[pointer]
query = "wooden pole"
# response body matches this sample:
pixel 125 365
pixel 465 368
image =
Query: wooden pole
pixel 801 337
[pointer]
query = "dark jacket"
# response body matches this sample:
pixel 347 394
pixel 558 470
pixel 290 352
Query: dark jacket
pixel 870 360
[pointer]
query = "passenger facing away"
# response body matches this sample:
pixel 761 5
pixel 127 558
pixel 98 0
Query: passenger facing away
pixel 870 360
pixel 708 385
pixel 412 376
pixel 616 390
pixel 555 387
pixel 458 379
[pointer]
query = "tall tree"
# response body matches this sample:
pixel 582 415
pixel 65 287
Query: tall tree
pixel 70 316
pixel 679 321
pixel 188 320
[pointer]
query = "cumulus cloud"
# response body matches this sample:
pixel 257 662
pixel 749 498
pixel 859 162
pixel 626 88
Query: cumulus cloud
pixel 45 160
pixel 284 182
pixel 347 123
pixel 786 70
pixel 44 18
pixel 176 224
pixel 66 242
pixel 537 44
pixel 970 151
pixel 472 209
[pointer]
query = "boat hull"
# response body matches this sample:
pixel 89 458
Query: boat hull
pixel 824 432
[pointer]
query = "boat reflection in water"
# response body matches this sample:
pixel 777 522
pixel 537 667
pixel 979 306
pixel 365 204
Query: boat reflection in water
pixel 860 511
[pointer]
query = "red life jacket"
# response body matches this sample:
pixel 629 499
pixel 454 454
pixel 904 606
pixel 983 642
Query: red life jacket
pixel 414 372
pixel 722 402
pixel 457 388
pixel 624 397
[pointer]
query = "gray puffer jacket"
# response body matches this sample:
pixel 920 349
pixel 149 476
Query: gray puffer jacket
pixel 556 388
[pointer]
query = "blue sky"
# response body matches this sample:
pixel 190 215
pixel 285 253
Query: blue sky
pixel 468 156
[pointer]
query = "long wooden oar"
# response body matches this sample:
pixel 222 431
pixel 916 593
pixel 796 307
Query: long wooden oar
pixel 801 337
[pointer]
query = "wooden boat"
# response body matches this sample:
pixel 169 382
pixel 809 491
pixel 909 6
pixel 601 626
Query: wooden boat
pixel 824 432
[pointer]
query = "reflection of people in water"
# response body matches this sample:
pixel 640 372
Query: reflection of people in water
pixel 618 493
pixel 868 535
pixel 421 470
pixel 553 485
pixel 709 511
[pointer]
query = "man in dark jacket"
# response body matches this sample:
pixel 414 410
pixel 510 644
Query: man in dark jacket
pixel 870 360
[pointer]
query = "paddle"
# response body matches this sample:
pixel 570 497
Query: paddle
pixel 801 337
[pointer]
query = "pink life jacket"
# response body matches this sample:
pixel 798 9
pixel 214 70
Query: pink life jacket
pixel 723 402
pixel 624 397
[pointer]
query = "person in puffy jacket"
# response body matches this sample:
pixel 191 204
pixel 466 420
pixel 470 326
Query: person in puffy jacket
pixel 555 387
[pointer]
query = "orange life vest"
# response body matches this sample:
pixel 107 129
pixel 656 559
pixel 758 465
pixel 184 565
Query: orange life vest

· · ·

### Problem description
Go through the data above and copy each line in which "orange" appears.

### Written answer
query = "orange life vest"
Query: orange life vest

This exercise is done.